● Work to be completed
Go through the material below and copy each line exactly.

● Available data
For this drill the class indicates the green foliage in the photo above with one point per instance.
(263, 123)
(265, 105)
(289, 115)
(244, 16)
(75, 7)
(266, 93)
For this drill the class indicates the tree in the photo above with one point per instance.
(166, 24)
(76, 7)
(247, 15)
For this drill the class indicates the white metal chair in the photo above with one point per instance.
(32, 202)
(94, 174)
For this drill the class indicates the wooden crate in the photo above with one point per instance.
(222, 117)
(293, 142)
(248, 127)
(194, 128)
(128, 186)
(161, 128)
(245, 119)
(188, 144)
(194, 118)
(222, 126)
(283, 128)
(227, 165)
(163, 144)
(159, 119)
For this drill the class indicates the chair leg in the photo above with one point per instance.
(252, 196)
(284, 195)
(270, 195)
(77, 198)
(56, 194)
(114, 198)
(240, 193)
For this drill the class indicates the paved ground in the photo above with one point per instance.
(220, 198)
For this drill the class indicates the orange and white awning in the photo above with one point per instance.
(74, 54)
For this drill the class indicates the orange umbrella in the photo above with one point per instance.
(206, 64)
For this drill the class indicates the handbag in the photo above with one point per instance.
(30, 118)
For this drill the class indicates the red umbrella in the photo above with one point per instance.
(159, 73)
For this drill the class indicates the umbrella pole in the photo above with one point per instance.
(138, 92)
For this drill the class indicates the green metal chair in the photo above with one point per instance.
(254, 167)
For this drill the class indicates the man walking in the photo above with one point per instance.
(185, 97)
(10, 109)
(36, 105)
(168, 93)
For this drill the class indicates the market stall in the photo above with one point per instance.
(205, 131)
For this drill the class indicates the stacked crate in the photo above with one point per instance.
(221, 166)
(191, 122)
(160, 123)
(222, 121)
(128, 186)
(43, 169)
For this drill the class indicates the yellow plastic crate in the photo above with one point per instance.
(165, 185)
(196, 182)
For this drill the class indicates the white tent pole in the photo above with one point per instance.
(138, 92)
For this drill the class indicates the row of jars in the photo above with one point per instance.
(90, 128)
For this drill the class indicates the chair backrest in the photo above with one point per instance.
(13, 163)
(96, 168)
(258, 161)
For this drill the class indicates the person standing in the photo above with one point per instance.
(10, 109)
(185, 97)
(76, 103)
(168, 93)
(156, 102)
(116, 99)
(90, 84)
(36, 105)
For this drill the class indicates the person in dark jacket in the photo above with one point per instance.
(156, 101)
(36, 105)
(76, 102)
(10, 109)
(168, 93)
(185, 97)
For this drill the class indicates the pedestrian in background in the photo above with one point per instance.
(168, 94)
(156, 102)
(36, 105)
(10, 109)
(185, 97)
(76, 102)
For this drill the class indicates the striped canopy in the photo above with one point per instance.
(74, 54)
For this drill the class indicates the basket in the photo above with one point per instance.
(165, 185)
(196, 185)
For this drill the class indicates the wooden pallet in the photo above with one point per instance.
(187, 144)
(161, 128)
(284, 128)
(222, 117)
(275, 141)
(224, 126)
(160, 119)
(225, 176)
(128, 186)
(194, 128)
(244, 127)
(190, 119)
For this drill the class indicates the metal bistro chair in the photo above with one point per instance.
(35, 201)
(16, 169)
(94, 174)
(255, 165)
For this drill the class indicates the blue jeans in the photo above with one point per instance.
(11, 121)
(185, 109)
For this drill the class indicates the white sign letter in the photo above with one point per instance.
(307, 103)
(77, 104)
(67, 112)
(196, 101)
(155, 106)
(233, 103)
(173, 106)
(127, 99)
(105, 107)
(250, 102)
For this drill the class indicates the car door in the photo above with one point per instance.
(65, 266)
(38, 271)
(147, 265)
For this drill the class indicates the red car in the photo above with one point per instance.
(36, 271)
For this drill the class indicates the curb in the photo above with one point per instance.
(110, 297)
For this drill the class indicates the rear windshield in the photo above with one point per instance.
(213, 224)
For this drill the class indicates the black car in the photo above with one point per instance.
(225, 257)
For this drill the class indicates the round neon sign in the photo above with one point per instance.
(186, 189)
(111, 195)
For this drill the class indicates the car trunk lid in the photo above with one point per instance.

● Completed exercise
For this drill the class indicates the green foliage in the photo above with one point per instance.
(263, 123)
(265, 105)
(289, 115)
(244, 16)
(75, 7)
(266, 93)
For this drill the class indicates the tree in the photo above with one point per instance.
(166, 24)
(76, 7)
(247, 15)
For this drill the class indicates the white metal chair in the photo above with one point per instance.
(32, 202)
(94, 174)
For this drill the class indicates the wooden crate in the photo above with one point per instance.
(222, 117)
(293, 142)
(248, 127)
(194, 128)
(128, 186)
(161, 128)
(245, 119)
(188, 144)
(194, 118)
(222, 126)
(283, 128)
(227, 165)
(163, 144)
(159, 119)
For this drill the class indicates the chair leg in the photo above with one point per instance.
(252, 196)
(284, 195)
(270, 195)
(77, 198)
(56, 194)
(114, 198)
(240, 193)
For this drill the class indicates the paved ground in the photo above with one point per instance.
(220, 198)
For this drill the class indicates the orange and white awning in the photo above with one point per instance.
(74, 54)
For this drill the class indicates the orange umbrella in the photo above with one point per instance.
(206, 64)
For this drill the class indicates the handbag in the photo above with one point per instance.
(30, 118)
For this drill the class indicates the red umbrella in the photo above with one point per instance.
(159, 73)
For this drill the class indicates the umbrella pole in the photo above with one point per instance.
(138, 92)
For this drill the class indicates the green metal chair in the photo above with one point per instance.
(254, 167)
For this drill the class indicates the man walking in the photo above with one point per instance.
(185, 97)
(10, 109)
(36, 105)
(168, 93)
For this drill the class indicates the market stall in the photo above with one point per instance.
(205, 131)
For this drill the class indicates the stacked crate in the photo above with one point per instance.
(221, 166)
(191, 122)
(160, 123)
(222, 121)
(128, 186)
(43, 169)
For this drill the class indicates the yellow plastic crate in the photo above with one point per instance.
(165, 185)
(196, 182)
For this drill the class indicates the white tent pole in the photo above with one point per instance.
(138, 92)
For this drill the class indicates the row of jars in the photo above with one point per instance.
(90, 128)
For this drill the class indicates the chair backrest in the photo above with one point per instance.
(13, 163)
(96, 168)
(258, 161)
For this drill the class indicates the person standing in the photo above with one point per instance.
(10, 109)
(185, 97)
(76, 103)
(168, 93)
(156, 102)
(116, 99)
(90, 84)
(36, 105)
For this drill the class indicates the person in dark jacket in the photo above with one point per instance.
(156, 101)
(36, 105)
(76, 102)
(10, 109)
(168, 93)
(185, 97)
For this drill the class indicates the pedestrian in background in the photo above with one point per instance.
(168, 94)
(156, 102)
(36, 105)
(10, 109)
(185, 97)
(76, 102)
For this drill the class indicates the striped canopy in the photo above with one point per instance.
(74, 54)
For this drill the class indicates the basket in the photo above with one point per instance.
(165, 185)
(196, 185)
For this drill the class indicates the wooden pallet in the photo above with one point per instance.
(187, 144)
(161, 128)
(284, 128)
(222, 117)
(275, 141)
(224, 126)
(160, 119)
(225, 176)
(128, 186)
(194, 128)
(244, 127)
(190, 119)
For this drill the class indicates the metal bistro chair in the photo above with one point per instance.
(35, 201)
(16, 169)
(94, 174)
(255, 165)
For this drill the class indicates the blue jeans in the photo above with one point per instance.
(11, 121)
(185, 109)
For this drill the class indicates the white sign letter in the photo above with one point per instance.
(307, 103)
(77, 104)
(67, 112)
(196, 101)
(155, 106)
(233, 103)
(173, 106)
(127, 99)
(105, 107)
(250, 102)
For this drill the class indicates the car door in the photo above with one point per instance.
(65, 266)
(38, 271)
(147, 265)
For this drill the class indicates the red car in the photo above with one point per instance.
(36, 271)
For this drill the class indicates the curb in the photo above with one point per instance.
(110, 297)
For this drill the class indicates the rear windshield in the photo above with one point per instance.
(213, 224)
For this drill the class indicates the black car in the photo above with one point per instance.
(225, 257)
For this drill the class indicates the round neon sign in the photo above with one point per instance.
(186, 189)
(111, 195)
For this drill the class indicates the car trunk lid in the photo above with one point per instance.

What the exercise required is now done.